▶ _Task directions_:
Please render every line of the entries below as a Markdown table with two columns, Number and Line. Give each row its number and leave out blank lines.

▶ _Exercise input_:
[start]

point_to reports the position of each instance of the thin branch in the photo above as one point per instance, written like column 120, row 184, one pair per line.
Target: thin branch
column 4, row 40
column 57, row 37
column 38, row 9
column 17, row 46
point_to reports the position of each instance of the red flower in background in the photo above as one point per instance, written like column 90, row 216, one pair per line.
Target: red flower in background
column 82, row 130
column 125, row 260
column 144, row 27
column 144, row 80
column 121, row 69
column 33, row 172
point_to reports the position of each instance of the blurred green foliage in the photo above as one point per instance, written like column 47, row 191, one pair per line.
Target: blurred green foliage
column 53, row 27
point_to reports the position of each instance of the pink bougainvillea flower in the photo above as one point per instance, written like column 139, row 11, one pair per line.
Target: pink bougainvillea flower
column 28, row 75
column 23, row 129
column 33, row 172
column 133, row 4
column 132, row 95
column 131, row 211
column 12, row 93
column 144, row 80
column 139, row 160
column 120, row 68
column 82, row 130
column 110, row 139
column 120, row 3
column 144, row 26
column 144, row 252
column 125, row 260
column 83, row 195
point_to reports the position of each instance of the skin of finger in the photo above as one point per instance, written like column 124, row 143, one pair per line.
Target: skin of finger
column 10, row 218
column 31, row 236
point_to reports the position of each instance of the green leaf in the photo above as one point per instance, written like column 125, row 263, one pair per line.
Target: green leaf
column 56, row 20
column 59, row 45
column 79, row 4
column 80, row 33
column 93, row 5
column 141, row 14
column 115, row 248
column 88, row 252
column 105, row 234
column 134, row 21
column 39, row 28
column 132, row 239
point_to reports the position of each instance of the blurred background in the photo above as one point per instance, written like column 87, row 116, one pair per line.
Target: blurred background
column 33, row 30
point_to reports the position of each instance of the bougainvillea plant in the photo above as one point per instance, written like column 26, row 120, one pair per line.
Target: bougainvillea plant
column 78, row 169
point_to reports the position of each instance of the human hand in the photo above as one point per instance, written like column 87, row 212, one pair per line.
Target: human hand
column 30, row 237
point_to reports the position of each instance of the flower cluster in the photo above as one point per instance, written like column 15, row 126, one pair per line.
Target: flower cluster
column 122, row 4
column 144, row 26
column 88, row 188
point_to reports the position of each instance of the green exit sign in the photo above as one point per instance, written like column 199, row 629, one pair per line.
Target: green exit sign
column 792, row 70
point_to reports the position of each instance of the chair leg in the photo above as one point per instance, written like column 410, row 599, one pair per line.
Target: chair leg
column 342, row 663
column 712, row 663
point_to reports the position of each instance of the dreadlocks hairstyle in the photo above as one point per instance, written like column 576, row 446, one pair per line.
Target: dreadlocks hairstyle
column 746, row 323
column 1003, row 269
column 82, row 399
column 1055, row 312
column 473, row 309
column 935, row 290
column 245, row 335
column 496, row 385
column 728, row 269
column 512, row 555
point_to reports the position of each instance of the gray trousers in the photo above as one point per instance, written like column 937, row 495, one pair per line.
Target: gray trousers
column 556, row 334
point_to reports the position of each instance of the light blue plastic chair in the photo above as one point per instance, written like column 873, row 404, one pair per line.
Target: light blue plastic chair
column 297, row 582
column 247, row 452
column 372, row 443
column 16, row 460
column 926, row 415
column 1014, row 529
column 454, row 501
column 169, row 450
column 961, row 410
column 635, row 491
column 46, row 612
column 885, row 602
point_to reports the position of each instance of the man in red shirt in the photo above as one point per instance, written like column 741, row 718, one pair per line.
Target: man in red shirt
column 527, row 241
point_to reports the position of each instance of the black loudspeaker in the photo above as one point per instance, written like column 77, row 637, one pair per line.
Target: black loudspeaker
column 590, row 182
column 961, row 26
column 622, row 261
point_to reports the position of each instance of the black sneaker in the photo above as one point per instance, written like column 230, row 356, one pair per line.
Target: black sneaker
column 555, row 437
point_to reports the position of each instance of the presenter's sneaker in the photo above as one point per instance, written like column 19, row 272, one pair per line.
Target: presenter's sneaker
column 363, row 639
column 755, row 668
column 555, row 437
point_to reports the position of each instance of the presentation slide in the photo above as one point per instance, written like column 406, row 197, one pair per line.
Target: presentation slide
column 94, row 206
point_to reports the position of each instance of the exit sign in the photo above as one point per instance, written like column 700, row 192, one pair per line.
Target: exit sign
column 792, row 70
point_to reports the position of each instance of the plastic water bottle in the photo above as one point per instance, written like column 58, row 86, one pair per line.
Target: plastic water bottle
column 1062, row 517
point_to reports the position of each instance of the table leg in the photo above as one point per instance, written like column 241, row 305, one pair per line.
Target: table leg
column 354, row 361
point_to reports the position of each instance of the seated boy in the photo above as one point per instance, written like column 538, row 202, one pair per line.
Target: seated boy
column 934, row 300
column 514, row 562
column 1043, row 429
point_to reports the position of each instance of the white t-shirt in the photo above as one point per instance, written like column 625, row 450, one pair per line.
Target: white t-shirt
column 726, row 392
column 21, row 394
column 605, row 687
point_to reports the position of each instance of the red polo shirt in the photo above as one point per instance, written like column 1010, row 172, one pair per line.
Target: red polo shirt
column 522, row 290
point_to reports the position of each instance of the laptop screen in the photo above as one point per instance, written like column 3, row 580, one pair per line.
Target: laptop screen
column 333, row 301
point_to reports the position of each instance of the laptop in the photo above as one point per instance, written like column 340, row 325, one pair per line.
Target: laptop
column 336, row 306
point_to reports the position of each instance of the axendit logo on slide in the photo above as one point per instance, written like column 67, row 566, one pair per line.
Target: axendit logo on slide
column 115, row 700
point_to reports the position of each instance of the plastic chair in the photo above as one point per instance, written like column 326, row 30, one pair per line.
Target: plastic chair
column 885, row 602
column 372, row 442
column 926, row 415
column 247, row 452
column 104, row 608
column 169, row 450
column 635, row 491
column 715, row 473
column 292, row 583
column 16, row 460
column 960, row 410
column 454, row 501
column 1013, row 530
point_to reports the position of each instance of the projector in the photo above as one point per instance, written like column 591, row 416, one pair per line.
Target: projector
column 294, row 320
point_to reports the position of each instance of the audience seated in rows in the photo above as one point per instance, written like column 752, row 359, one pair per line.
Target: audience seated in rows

[end]

▶ _Full output_:
| Number | Line |
|---|---|
| 1 | point_to reports the position of each instance of the thin branch in the photo above as one point per instance, written like column 120, row 184, one pair per line. |
| 2 | Target: thin branch |
| 3 | column 4, row 40 |
| 4 | column 57, row 37 |
| 5 | column 38, row 9 |
| 6 | column 17, row 46 |
| 7 | point_to reports the position of each instance of the red flower in background in the photo above as one point per instance, written like column 90, row 216, one pair per line. |
| 8 | Target: red flower in background |
| 9 | column 82, row 130 |
| 10 | column 125, row 260 |
| 11 | column 144, row 27 |
| 12 | column 144, row 80 |
| 13 | column 121, row 69 |
| 14 | column 33, row 172 |
| 15 | point_to reports the position of each instance of the blurred green foliage in the photo above as one point per instance, written like column 47, row 191, one pair per line. |
| 16 | Target: blurred green foliage |
| 17 | column 53, row 27 |
| 18 | point_to reports the position of each instance of the pink bougainvillea flower in the photo above as one point per instance, written like column 139, row 11, one pair per line. |
| 19 | Target: pink bougainvillea flower |
| 20 | column 28, row 75 |
| 21 | column 23, row 129 |
| 22 | column 33, row 172 |
| 23 | column 133, row 4 |
| 24 | column 132, row 95 |
| 25 | column 131, row 211 |
| 26 | column 12, row 93 |
| 27 | column 144, row 80 |
| 28 | column 139, row 160 |
| 29 | column 120, row 68 |
| 30 | column 82, row 130 |
| 31 | column 110, row 139 |
| 32 | column 120, row 3 |
| 33 | column 144, row 26 |
| 34 | column 144, row 252 |
| 35 | column 125, row 260 |
| 36 | column 83, row 195 |
| 37 | point_to reports the position of each instance of the skin of finger in the photo above as one point per instance, written like column 124, row 143, one pair per line. |
| 38 | Target: skin of finger |
| 39 | column 10, row 218 |
| 40 | column 31, row 236 |
| 41 | point_to reports the position of each instance of the green leaf in the photo above as one point per instance, written like column 125, row 263, one pair per line. |
| 42 | Target: green leaf |
| 43 | column 56, row 20 |
| 44 | column 59, row 45 |
| 45 | column 79, row 4 |
| 46 | column 80, row 33 |
| 47 | column 93, row 5 |
| 48 | column 141, row 14 |
| 49 | column 115, row 248 |
| 50 | column 88, row 252 |
| 51 | column 105, row 234 |
| 52 | column 134, row 21 |
| 53 | column 39, row 28 |
| 54 | column 132, row 239 |
| 55 | point_to reports the position of each instance of the blurred background in the photo above as one point per instance, written like column 87, row 116, one pair per line. |
| 56 | Target: blurred background |
| 57 | column 33, row 30 |
| 58 | point_to reports the position of each instance of the bougainvillea plant in the photo above as one point per instance, written like column 26, row 120, one pair per line. |
| 59 | Target: bougainvillea plant |
| 60 | column 78, row 169 |
| 61 | point_to reports the position of each instance of the human hand in the photo above as one point per instance, written like column 87, row 212, one pair per line. |
| 62 | Target: human hand |
| 63 | column 30, row 237 |
| 64 | point_to reports the position of each instance of the flower cluster in the photo above as one point per instance, written like column 15, row 126, one pair per line. |
| 65 | Target: flower cluster |
| 66 | column 122, row 4 |
| 67 | column 144, row 26 |
| 68 | column 88, row 188 |
| 69 | point_to reports the position of each instance of the green exit sign in the photo above as one point per instance, written like column 199, row 629, one pair per line. |
| 70 | Target: green exit sign |
| 71 | column 792, row 70 |
| 72 | point_to reports the position of each instance of the chair leg in the photo above as one point per instance, written like column 410, row 599, one pair per line. |
| 73 | Target: chair leg |
| 74 | column 342, row 663 |
| 75 | column 712, row 663 |
| 76 | point_to reports the position of each instance of the dreadlocks hairstyle in the photo above as one point per instance, written like column 576, row 446, one pair per line. |
| 77 | Target: dreadlocks hairstyle |
| 78 | column 746, row 323 |
| 79 | column 1003, row 269 |
| 80 | column 82, row 399 |
| 81 | column 1055, row 312 |
| 82 | column 473, row 309 |
| 83 | column 935, row 290 |
| 84 | column 245, row 335 |
| 85 | column 496, row 385 |
| 86 | column 728, row 269 |
| 87 | column 512, row 555 |
| 88 | point_to reports the position of each instance of the gray trousers in the photo above as one point per instance, written like column 937, row 495, one pair per line. |
| 89 | Target: gray trousers |
| 90 | column 556, row 334 |
| 91 | point_to reports the position of each instance of the light blue plastic chair in the photo above as one point per instance, written like column 873, row 404, one pair per line. |
| 92 | Target: light blue plastic chair |
| 93 | column 297, row 582 |
| 94 | column 247, row 452 |
| 95 | column 372, row 443 |
| 96 | column 16, row 460 |
| 97 | column 926, row 415 |
| 98 | column 1014, row 529 |
| 99 | column 454, row 501 |
| 100 | column 169, row 450 |
| 101 | column 961, row 410 |
| 102 | column 635, row 491 |
| 103 | column 46, row 612 |
| 104 | column 885, row 602 |
| 105 | point_to reports the position of each instance of the man in red shirt in the photo above as one point per instance, written like column 741, row 718, one pair per line. |
| 106 | Target: man in red shirt |
| 107 | column 527, row 241 |
| 108 | point_to reports the position of each instance of the black loudspeaker in the photo above as one point per instance, written like column 77, row 637, one pair per line. |
| 109 | Target: black loudspeaker |
| 110 | column 590, row 182 |
| 111 | column 961, row 26 |
| 112 | column 622, row 261 |
| 113 | point_to reports the position of each instance of the black sneaker in the photo above as one point per instance, written like column 230, row 356, one pair per line. |
| 114 | Target: black sneaker |
| 115 | column 555, row 437 |
| 116 | point_to reports the position of each instance of the presenter's sneaker in the photo above as one point per instance, written like column 19, row 272, one pair per line. |
| 117 | Target: presenter's sneaker |
| 118 | column 363, row 639 |
| 119 | column 755, row 668 |
| 120 | column 555, row 437 |
| 121 | point_to reports the position of each instance of the presentation slide in the photo above as one point per instance, written like column 406, row 197, one pair per line. |
| 122 | Target: presentation slide |
| 123 | column 94, row 206 |
| 124 | point_to reports the position of each instance of the exit sign in the photo above as one point per instance, written like column 700, row 192, one pair per line. |
| 125 | Target: exit sign |
| 126 | column 792, row 70 |
| 127 | point_to reports the position of each instance of the plastic water bottle in the photo above as one point per instance, written like column 58, row 86, one pair per line. |
| 128 | Target: plastic water bottle |
| 129 | column 1062, row 517 |
| 130 | point_to reports the position of each instance of the table leg in the photo above as one point per instance, written like column 241, row 305, one pair per line. |
| 131 | Target: table leg |
| 132 | column 354, row 361 |
| 133 | point_to reports the position of each instance of the seated boy in the photo above as one point per instance, written like column 538, row 202, one pair per line. |
| 134 | Target: seated boy |
| 135 | column 934, row 300 |
| 136 | column 514, row 562 |
| 137 | column 1043, row 429 |
| 138 | point_to reports the position of each instance of the white t-shirt in the photo above as one point per instance, written like column 625, row 450, one pair per line. |
| 139 | Target: white t-shirt |
| 140 | column 726, row 392 |
| 141 | column 21, row 394 |
| 142 | column 605, row 687 |
| 143 | point_to reports the position of each instance of the red polo shirt in the photo above as one point per instance, written like column 1010, row 172, one pair per line. |
| 144 | Target: red polo shirt |
| 145 | column 522, row 290 |
| 146 | point_to reports the position of each instance of the laptop screen in the photo above as one point per instance, written like column 3, row 580, one pair per line. |
| 147 | Target: laptop screen |
| 148 | column 333, row 301 |
| 149 | point_to reports the position of each instance of the laptop in the photo above as one point per instance, written like column 340, row 325, one pair per line. |
| 150 | Target: laptop |
| 151 | column 336, row 306 |
| 152 | point_to reports the position of each instance of the axendit logo on slide in the photo above as one point per instance, written like column 67, row 566, one pair per line. |
| 153 | Target: axendit logo on slide |
| 154 | column 115, row 700 |
| 155 | point_to reports the position of each instance of the plastic chair in the photo above as one point per instance, written like column 326, row 30, one pair per line. |
| 156 | Target: plastic chair |
| 157 | column 885, row 602 |
| 158 | column 372, row 442 |
| 159 | column 926, row 415 |
| 160 | column 247, row 452 |
| 161 | column 104, row 608 |
| 162 | column 169, row 450 |
| 163 | column 635, row 491 |
| 164 | column 715, row 473 |
| 165 | column 292, row 583 |
| 166 | column 16, row 460 |
| 167 | column 960, row 410 |
| 168 | column 454, row 501 |
| 169 | column 1013, row 530 |
| 170 | point_to reports the position of each instance of the projector in the photo above as one point per instance, written like column 591, row 416, one pair per line. |
| 171 | Target: projector |
| 172 | column 294, row 320 |
| 173 | point_to reports the position of each instance of the audience seated in rows in the photo above as one point per instance, written like column 752, row 359, one pair per line. |
| 174 | Target: audience seated in rows |